* **MATERIAL PROVIDED**
──────────

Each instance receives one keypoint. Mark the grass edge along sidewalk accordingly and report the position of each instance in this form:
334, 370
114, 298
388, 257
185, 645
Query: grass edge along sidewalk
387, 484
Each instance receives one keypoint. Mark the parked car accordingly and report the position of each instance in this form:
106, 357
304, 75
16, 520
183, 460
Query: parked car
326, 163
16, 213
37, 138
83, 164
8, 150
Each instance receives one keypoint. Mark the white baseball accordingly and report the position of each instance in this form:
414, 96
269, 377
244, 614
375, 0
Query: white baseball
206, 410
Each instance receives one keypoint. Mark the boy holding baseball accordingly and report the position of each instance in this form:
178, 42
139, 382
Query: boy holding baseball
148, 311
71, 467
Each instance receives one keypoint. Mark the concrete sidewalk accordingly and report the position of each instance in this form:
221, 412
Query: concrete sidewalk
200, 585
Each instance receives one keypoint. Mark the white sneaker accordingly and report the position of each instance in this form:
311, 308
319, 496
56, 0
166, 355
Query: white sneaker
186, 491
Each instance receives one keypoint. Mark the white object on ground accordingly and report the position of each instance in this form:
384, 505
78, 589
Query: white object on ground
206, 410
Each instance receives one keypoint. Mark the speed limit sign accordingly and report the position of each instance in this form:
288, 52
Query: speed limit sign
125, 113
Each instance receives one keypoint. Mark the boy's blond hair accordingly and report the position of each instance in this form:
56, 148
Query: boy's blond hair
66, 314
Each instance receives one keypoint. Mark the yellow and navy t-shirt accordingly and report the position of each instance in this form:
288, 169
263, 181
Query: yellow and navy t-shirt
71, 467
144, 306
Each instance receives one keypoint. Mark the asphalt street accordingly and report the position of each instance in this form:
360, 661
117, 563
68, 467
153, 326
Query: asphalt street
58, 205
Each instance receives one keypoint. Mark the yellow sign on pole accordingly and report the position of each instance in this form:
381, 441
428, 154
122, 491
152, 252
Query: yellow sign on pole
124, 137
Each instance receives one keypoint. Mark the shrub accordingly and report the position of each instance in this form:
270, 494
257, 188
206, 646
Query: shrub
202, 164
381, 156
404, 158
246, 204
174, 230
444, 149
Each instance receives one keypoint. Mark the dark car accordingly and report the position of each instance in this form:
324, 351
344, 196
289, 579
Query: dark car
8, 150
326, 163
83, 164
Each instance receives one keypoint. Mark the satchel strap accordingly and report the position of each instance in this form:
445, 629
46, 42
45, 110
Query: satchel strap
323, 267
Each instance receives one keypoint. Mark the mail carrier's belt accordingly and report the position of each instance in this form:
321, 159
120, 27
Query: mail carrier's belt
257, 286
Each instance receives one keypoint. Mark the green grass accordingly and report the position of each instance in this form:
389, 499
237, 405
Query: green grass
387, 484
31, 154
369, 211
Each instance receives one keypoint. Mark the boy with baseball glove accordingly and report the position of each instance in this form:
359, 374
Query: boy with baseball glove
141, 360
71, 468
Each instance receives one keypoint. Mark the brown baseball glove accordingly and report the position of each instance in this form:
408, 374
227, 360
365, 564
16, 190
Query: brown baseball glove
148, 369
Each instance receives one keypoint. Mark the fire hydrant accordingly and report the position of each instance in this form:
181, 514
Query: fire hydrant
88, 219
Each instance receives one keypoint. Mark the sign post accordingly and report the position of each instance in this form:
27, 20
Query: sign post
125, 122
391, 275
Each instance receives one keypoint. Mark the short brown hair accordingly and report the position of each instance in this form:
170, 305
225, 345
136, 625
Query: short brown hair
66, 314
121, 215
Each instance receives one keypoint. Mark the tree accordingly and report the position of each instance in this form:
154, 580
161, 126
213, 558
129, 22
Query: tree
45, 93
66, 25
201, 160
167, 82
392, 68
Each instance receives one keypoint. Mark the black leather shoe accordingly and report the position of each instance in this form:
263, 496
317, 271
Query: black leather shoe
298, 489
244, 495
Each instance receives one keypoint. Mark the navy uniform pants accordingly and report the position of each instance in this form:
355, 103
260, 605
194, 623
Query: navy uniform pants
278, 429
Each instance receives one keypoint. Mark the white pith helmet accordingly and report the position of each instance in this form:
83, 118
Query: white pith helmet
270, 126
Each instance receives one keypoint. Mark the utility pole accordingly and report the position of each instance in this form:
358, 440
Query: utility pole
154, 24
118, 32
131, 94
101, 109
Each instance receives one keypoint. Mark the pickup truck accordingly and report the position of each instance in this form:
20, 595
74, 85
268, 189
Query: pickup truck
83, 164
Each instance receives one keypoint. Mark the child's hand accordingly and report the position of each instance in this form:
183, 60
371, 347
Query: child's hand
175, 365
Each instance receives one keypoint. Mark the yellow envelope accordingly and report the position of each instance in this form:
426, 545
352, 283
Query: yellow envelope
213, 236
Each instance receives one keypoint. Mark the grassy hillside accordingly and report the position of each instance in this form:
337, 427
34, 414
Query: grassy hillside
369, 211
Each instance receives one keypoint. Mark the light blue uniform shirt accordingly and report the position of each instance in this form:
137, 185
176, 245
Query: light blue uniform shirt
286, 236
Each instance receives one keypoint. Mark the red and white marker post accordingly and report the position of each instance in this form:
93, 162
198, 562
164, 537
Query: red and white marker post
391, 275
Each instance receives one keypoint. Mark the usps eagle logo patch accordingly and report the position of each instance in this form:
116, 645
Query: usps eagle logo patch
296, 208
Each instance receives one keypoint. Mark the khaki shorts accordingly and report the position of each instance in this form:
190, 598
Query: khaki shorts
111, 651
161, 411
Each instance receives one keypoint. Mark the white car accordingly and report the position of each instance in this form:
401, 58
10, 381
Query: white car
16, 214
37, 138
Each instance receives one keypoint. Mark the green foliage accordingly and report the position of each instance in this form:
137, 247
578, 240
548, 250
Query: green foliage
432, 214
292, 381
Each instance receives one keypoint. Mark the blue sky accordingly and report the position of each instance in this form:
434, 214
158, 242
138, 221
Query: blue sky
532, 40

──────────

* **TASK DIRECTIONS**
Go through the listing above and write out exactly the lines starting with the one holding "Each instance receives one keypoint. Mark the white object" and running through the one holding "Each instance receives one keypoint. Mark the yellow sign", ends included, and no others.

* **FINAL ANSWER**
Each instance receives one keypoint. Mark the white object on ground accordingly and report the position of each instance in this form:
384, 505
78, 589
Query: white object on ground
206, 410
Each instance receives one keypoint. Mark the speed limit sign accordingly and report the position of each instance in this form:
288, 52
Query: speed limit sign
125, 113
Each instance receives one keypoint. Mark the boy's blond hair accordingly and report the position of each instance in this form:
56, 148
Query: boy's blond hair
66, 314
Each instance receives one keypoint. Mark the yellow and navy t-shirt accordingly and report the position of each instance in this form:
288, 169
263, 181
Query: yellow and navy t-shirt
71, 467
144, 306
Each instance receives one keypoint. Mark the asphalt street accordingly and report the position of each instance in this form:
360, 661
117, 563
68, 467
153, 326
Query: asphalt street
58, 205
Each instance receives one keypoint. Mark the yellow sign on pole accordingly and report the position of each instance in this form:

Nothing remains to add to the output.